ACTIVITY: All records, exactly as written, minus the pictures: copy them out.

GIVEN INFORMATION:
* * * * *
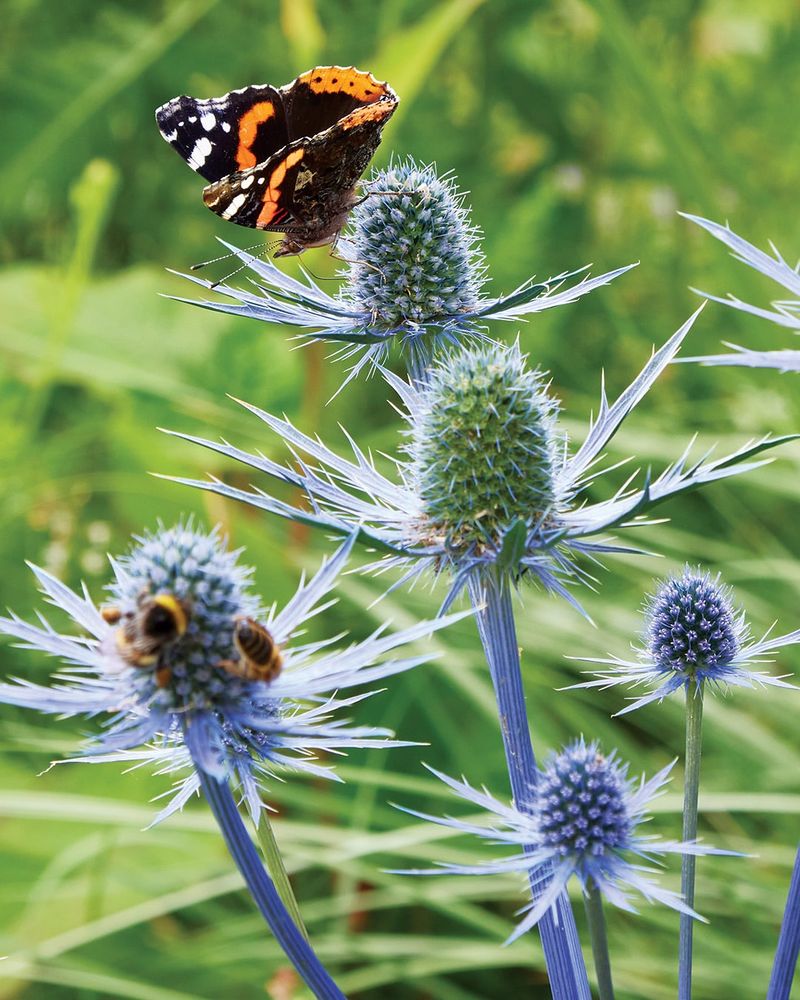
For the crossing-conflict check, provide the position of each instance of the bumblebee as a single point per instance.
(144, 634)
(259, 657)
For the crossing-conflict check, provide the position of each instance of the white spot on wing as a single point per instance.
(235, 205)
(202, 149)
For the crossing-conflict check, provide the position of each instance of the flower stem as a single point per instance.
(694, 728)
(562, 951)
(298, 950)
(593, 901)
(277, 870)
(780, 983)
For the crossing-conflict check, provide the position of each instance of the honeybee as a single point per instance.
(144, 634)
(259, 657)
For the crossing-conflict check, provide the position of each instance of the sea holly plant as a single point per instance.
(488, 495)
(582, 821)
(694, 640)
(784, 312)
(167, 666)
(415, 276)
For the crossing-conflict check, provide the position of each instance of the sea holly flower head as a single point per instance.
(487, 486)
(414, 276)
(485, 447)
(416, 254)
(692, 627)
(693, 637)
(582, 820)
(784, 312)
(193, 675)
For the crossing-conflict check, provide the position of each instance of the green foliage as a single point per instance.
(579, 127)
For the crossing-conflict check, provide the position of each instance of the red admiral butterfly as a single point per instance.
(284, 159)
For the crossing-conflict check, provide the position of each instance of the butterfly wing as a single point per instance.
(325, 95)
(306, 187)
(225, 134)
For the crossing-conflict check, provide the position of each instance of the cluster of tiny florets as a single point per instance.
(580, 802)
(691, 624)
(416, 262)
(197, 569)
(484, 446)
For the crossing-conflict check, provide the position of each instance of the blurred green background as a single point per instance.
(579, 129)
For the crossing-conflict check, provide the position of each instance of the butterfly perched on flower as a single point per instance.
(284, 159)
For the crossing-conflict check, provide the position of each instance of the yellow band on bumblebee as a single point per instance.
(175, 608)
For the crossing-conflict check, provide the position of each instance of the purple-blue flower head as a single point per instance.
(583, 820)
(414, 276)
(487, 482)
(189, 671)
(784, 312)
(693, 638)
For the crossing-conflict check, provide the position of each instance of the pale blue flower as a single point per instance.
(192, 714)
(784, 312)
(582, 821)
(414, 276)
(488, 482)
(693, 638)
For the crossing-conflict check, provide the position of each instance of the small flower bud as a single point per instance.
(581, 802)
(691, 624)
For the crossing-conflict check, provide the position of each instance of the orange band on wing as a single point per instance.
(273, 192)
(345, 80)
(248, 130)
(370, 113)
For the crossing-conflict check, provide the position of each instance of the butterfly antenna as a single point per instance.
(264, 249)
(225, 256)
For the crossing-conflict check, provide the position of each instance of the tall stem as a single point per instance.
(780, 983)
(298, 950)
(277, 870)
(694, 730)
(593, 900)
(562, 951)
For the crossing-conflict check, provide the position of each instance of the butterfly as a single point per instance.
(284, 159)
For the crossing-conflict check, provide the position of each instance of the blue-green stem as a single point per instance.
(297, 949)
(780, 983)
(277, 870)
(491, 596)
(694, 731)
(593, 901)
* * * * *
SOLVED PROBLEM:
For the crossing-conflict check, provide the position of each instance of the bumblebee as a single point per instance.
(144, 634)
(259, 657)
For the crossing-conflict check, provide the position of each instance of the white spot on wing as a single point per instance.
(235, 205)
(202, 149)
For the crossing-conflict check, provide the position of each instance of the flower stem as a single point per instance.
(694, 728)
(562, 951)
(298, 950)
(593, 901)
(277, 870)
(780, 983)
For the crossing-conflict check, provide the position of each instance of the honeybee as a single point per instance.
(144, 634)
(259, 657)
For the crossing-conflict check, provide the position of each instance of the sea holly plant as a single point per instance.
(488, 495)
(582, 821)
(694, 640)
(784, 312)
(167, 666)
(415, 276)
For the crossing-conflict check, provide the position of each instance of the sea holly flower head as a single point per instance.
(487, 486)
(414, 276)
(485, 447)
(416, 254)
(692, 627)
(693, 637)
(582, 820)
(784, 312)
(193, 675)
For the crossing-conflict check, provide the position of each instance of the green foliage as a single point per instance.
(579, 127)
For the crossing-conflict check, provide the position of each instance of the red admiral butterfly as a single point per instance.
(284, 159)
For the crossing-conflict check, provide the position of each instance of the butterfly wing as a single point per instance.
(325, 95)
(306, 187)
(225, 134)
For the crossing-conflict check, provide the position of each instance of the cluster of tiny florets as a single point per instance.
(580, 802)
(691, 624)
(416, 262)
(197, 569)
(484, 446)
For the crossing-conflict check, provide the position of each instance of the blurred green background as a single point per instance.
(579, 129)
For the crossing-conflict check, provide the position of each instance of the butterfly perched on flower as a single point per instance.
(284, 159)
For the crossing-conflict check, provide the position of each instance of the yellow band on bumblebee as a single point per instance.
(175, 608)
For the crossing-conflict check, provide the position of each instance of the purple-blue flower head as a single point per instance.
(583, 820)
(414, 276)
(487, 482)
(189, 671)
(784, 312)
(693, 638)
For the crossing-conflict check, provide the position of each instance of the pale blue flower as a single point per instance.
(192, 714)
(784, 312)
(582, 821)
(414, 276)
(488, 482)
(693, 638)
For the crossing-conflict check, provide the position of each instance of the small flower bud as a single point per instance.
(581, 802)
(691, 624)
For the crossing-conflict check, provide the position of each instance of the orange band on wing as a single point per instance.
(273, 192)
(345, 80)
(248, 130)
(370, 113)
For the crossing-conflict check, provide the position of each instance of the butterfly antenna as a single point per instance.
(264, 249)
(225, 256)
For the crossing-conflict check, provide the position of each instance of the tall stem as a single point per instance.
(780, 983)
(298, 950)
(277, 870)
(694, 730)
(593, 900)
(562, 951)
For the crossing-conflict check, provide the position of each instance of the butterfly as a single point per instance.
(284, 159)
For the crossing-conflict check, provide the position of each instance of the blue-green stem as a single point per instance.
(297, 949)
(780, 983)
(277, 870)
(491, 596)
(694, 731)
(593, 901)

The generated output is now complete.